- TEXT SHOWN:
# # # #
Ear infections (which may be viral or bacterial) are the second most commonly diagnosed illness in children in the United States (after the common cold). Babies and young children are more prone to ear infections because they have short (about 1/2 inch), horizontal eustachian tubes.

A childhood ear infection (also known as acute otitis media) happens when fluid builds up in the area behind the eardrum and then becomes infected. According to What To Expect, This is usually brought on by a cold or other upper-respiratory infection. In addition, this may lead to diarrhea, vomiting, as well as a decrease in appetite. Earaches can also disrupt your little love’s sleeping patterns.

Source: Parents
What are the symptoms?

While an earache is often the first noticeable symptom, here are some other signs you should look out for:

  • Tugging or pulling at his or her ear
  • Yellow or whitish fluid draining your child’s ear
  • Crankiness and irritability
  • Fever
  • Diarrhea or vomitting
  • Irritation when lying down, chewing or sucking
  • Decreased appetite
  • Unpleasant smell coming from your child’s ear
  • Difficulty with balance, dizziness
  • Trouble hearing sounds
  • Crust in and around the ear
How can you treat it

If you suspect an ear infection, the best way to treat it is to have a pediatrician examine your child’s ear right away. The doctor will consider your child’s age and symptoms and decide what’s best.
# # # #
- DATA SHOWN:
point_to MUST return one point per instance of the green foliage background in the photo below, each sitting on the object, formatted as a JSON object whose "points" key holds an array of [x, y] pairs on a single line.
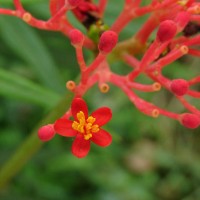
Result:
{"points": [[149, 158]]}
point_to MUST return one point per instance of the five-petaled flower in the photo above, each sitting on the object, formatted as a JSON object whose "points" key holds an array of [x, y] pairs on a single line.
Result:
{"points": [[85, 128]]}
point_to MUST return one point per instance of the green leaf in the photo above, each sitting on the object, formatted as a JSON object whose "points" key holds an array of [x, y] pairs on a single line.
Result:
{"points": [[25, 42], [17, 87]]}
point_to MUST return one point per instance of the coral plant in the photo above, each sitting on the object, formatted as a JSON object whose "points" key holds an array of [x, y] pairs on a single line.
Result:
{"points": [[175, 24]]}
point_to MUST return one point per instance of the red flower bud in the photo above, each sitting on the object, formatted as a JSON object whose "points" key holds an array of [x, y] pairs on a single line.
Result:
{"points": [[76, 37], [166, 31], [190, 120], [182, 19], [46, 132], [108, 41], [73, 3], [179, 87]]}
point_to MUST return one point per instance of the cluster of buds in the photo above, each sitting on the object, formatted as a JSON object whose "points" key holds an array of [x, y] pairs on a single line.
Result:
{"points": [[176, 22]]}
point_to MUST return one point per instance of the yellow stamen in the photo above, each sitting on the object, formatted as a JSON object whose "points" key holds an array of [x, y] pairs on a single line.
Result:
{"points": [[85, 126]]}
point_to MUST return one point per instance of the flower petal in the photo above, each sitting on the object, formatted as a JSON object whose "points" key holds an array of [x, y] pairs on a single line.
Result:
{"points": [[80, 146], [102, 115], [78, 105], [64, 127], [102, 138]]}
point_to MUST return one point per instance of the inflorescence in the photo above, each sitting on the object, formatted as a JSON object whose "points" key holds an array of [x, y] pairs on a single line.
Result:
{"points": [[176, 23]]}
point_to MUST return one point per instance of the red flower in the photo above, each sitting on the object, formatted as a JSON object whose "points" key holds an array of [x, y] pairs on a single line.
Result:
{"points": [[85, 128]]}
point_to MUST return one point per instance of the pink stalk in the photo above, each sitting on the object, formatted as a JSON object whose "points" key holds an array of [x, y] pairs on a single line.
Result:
{"points": [[18, 5]]}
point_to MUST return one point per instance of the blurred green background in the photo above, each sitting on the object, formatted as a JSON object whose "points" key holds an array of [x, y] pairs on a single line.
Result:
{"points": [[149, 159]]}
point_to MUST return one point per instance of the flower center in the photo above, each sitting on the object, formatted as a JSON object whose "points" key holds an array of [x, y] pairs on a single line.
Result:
{"points": [[85, 126]]}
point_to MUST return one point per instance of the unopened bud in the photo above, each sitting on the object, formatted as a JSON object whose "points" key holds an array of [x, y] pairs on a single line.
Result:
{"points": [[104, 88], [179, 87], [73, 3], [155, 113], [46, 132], [156, 86], [190, 120], [166, 31], [70, 85], [76, 37], [107, 41], [182, 19]]}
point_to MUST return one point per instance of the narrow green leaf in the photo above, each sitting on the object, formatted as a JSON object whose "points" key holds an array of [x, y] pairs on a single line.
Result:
{"points": [[25, 42], [17, 87]]}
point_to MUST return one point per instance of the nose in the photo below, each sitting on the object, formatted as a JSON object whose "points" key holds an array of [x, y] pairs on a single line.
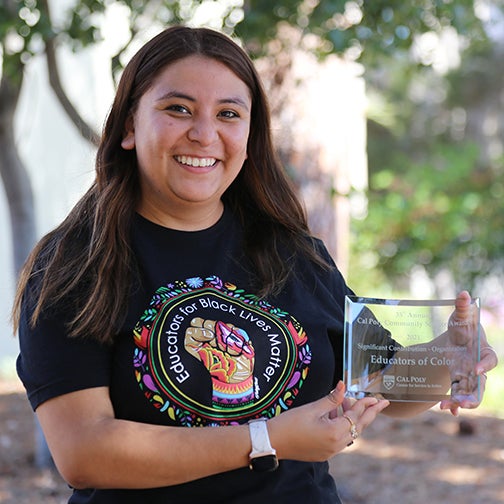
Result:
{"points": [[203, 130]]}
# # # #
- EXERCISE TASKS:
1) In the text on childhood ear infections, what makes babies and young children more prone to ear infections?
2) Continue the text on childhood ear infections from its final sentence.

- RESPONSE LIST:
1) They have short (about 1/2 inch), horizontal eustachian tubes.

2)
To help reduce the pain at home, try applying heat (i.e.a covered hot-water bottle filled with warm water) or cold (i.e. an ice pack wrapped in a wet wash cloth) to the outer ear. On top of that, you can also offer appropriate pain relievers (i.e ear drops, pain killers) to your child.

Note: If your baby has been diagnosed with an ear infection and symptoms don’t improve after three to four days, you should return to the doctor.

Source: healthline.com
How to prevent childhood ear infections

While many ear infections can’t be prevented (especially if it runs in the family), there are a few steps you can take to lessen the risk.

  • Avoid exposure to secondhand smoke, which can make ear infections more severe and more frequent.
  • Make sure your child’s immunizations are up-to-date, including flu shots (for 6 months and older) and pneumococcal vaccines.
  • Reduce the spread of germ by washing your hands often – and always after using the toilet, changing diapers, and before eating or preparing food.
  • Breastfeed your baby for six to 12 months if possible.